Your objective =
Return, unchanged, each line of the listing below that includes the string "with".

>> BEGIN

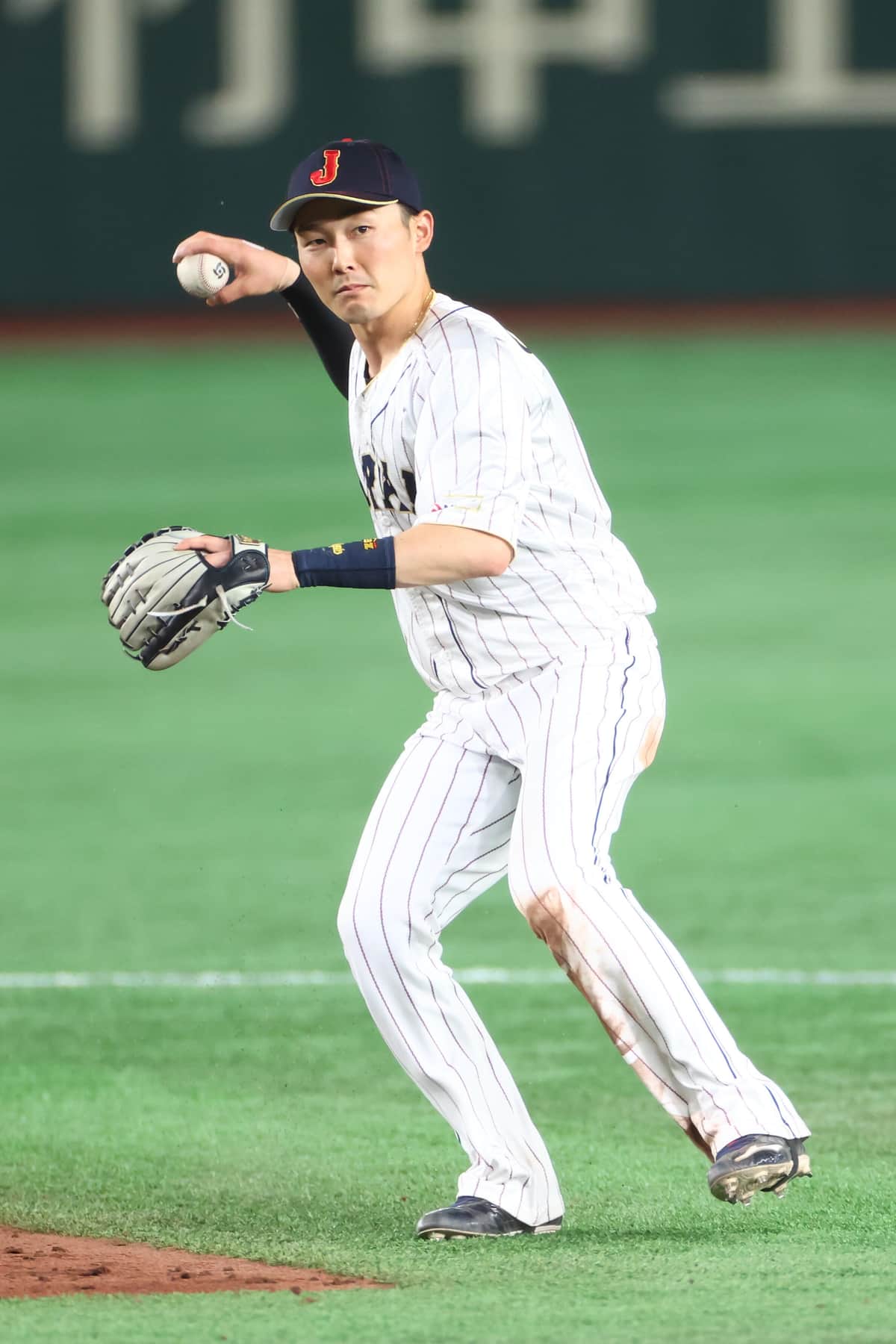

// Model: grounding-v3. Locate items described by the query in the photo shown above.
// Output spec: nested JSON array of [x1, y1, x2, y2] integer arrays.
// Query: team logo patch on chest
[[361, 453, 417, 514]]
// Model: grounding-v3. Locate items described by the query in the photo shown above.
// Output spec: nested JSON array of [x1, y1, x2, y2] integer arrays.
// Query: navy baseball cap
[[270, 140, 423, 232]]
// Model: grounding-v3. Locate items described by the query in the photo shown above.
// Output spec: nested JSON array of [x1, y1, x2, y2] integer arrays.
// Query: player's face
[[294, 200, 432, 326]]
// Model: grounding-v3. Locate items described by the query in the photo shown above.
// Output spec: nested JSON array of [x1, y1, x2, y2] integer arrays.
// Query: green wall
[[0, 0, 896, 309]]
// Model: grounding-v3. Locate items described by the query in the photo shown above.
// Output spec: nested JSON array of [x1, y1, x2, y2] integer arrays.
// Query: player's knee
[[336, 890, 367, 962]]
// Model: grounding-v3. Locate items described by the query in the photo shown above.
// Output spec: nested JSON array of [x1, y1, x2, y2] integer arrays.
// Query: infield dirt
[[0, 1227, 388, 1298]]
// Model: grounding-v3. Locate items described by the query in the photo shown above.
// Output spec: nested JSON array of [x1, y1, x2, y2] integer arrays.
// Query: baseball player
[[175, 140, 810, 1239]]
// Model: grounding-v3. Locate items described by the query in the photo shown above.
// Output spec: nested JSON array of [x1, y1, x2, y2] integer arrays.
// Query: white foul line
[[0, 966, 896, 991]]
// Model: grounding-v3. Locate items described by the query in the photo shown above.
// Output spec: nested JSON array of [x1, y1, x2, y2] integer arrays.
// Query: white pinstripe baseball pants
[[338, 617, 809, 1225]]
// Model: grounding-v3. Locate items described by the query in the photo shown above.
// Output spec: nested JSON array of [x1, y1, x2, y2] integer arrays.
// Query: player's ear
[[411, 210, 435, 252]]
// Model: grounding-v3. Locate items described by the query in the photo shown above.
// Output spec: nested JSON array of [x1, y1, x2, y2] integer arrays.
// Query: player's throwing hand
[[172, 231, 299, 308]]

>> END
>> BEGIN

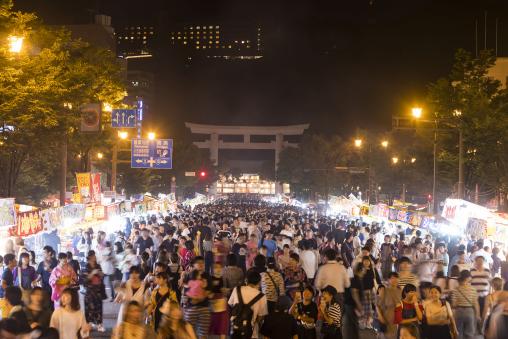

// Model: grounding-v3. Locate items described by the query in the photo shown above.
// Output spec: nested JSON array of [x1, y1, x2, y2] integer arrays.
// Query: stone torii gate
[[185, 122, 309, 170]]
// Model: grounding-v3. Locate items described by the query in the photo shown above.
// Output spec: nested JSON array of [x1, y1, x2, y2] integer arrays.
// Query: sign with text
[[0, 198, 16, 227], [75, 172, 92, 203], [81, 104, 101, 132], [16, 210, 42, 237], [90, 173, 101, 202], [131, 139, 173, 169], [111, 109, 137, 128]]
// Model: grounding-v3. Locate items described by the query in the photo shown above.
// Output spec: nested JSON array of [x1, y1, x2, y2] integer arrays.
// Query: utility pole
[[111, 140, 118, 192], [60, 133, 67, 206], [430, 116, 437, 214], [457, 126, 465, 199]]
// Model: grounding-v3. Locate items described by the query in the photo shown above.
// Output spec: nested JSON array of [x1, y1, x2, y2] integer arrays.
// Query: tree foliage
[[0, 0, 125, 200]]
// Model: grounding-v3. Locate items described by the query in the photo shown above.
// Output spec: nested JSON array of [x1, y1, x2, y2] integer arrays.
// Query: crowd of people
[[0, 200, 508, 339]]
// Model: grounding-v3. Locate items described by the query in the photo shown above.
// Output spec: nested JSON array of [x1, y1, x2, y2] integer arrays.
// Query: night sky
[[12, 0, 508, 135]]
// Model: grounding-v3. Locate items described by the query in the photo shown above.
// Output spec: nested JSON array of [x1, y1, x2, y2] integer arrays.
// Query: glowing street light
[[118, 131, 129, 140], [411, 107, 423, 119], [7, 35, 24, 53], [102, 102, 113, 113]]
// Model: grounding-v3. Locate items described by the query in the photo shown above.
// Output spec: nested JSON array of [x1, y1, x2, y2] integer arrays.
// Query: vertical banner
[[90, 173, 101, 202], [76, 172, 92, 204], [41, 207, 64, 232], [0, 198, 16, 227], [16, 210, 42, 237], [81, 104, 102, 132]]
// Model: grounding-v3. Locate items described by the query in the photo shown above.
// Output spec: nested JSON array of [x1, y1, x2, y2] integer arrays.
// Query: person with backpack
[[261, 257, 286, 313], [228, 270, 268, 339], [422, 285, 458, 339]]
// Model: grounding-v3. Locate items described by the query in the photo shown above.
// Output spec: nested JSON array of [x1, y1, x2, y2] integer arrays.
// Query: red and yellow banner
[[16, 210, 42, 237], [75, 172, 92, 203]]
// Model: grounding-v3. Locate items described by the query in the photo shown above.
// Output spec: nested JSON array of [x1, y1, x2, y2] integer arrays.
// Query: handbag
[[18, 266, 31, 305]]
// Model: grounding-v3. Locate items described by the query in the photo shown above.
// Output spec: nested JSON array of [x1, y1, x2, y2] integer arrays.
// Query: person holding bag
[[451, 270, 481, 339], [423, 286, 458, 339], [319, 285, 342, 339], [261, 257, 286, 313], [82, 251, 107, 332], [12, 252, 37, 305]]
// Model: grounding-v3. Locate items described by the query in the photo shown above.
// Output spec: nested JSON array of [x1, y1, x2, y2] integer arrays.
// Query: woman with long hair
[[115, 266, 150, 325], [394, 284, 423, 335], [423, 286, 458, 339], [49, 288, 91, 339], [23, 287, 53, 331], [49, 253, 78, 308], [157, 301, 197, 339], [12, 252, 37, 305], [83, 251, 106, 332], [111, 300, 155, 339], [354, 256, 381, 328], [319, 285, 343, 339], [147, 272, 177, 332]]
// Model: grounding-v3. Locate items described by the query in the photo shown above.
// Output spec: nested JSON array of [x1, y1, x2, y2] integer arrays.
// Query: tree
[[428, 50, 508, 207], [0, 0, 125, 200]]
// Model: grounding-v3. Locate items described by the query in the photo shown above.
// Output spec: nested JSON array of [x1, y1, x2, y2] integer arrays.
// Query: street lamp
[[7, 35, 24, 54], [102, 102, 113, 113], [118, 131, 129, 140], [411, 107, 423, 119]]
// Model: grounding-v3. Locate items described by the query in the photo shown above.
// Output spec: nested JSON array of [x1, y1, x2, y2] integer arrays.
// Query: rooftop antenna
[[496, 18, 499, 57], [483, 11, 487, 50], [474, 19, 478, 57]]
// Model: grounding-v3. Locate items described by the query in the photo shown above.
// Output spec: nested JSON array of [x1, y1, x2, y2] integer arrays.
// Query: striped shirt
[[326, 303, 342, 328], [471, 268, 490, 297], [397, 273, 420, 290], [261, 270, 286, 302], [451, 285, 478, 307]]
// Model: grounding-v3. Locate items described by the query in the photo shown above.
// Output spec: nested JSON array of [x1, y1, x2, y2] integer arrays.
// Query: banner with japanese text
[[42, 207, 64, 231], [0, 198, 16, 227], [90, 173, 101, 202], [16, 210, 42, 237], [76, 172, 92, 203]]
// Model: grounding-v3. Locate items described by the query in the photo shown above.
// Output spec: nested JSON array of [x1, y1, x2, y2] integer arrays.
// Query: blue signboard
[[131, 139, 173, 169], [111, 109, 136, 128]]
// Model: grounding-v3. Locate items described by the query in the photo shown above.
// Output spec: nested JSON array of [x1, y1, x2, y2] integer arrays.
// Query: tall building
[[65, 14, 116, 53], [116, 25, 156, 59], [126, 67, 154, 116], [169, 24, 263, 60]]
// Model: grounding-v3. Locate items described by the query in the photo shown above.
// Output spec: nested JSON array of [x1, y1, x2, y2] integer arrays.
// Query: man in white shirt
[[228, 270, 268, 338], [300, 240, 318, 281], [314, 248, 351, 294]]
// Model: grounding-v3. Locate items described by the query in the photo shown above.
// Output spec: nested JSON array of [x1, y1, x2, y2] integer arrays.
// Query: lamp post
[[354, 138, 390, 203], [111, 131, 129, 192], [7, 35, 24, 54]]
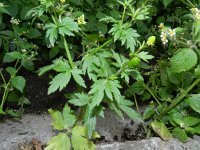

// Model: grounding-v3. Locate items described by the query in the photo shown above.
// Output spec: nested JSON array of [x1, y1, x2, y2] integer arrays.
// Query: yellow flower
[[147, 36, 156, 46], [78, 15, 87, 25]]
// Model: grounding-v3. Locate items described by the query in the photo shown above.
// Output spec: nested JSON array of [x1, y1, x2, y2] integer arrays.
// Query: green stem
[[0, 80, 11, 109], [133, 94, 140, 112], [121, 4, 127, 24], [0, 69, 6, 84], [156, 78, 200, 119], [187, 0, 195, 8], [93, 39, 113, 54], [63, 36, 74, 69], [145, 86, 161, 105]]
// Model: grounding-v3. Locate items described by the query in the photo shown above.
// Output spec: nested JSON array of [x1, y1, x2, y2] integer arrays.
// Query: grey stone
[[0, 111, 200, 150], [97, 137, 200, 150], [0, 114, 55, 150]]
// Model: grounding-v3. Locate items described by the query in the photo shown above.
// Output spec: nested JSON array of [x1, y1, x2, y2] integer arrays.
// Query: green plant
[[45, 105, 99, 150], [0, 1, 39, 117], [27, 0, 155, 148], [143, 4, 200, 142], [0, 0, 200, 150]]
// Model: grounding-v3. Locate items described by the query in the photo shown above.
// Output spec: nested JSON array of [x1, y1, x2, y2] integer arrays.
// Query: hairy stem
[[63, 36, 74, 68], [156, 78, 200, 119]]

>> END
>> BEGIN

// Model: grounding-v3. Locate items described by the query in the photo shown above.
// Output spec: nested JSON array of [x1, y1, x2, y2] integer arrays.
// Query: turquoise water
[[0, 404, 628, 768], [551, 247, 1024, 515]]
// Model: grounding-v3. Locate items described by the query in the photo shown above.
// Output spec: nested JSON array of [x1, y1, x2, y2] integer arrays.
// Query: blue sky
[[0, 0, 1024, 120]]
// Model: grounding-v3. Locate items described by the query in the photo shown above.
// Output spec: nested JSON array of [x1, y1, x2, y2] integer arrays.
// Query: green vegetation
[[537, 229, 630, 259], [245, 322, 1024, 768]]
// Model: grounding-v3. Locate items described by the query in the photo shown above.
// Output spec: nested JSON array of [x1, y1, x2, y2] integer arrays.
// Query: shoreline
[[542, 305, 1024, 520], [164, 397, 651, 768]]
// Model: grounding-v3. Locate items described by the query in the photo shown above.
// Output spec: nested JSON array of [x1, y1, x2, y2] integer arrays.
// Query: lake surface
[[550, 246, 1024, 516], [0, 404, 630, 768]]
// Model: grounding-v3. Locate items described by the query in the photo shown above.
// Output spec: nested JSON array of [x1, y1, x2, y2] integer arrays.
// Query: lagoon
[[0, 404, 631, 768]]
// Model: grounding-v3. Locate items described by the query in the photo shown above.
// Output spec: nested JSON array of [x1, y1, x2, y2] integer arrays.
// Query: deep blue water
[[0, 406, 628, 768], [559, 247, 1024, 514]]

>> END

Full solution =
// Query: sign with text
// Query: person with backpack
// Query: woman with long hair
// Query: banner with japanese text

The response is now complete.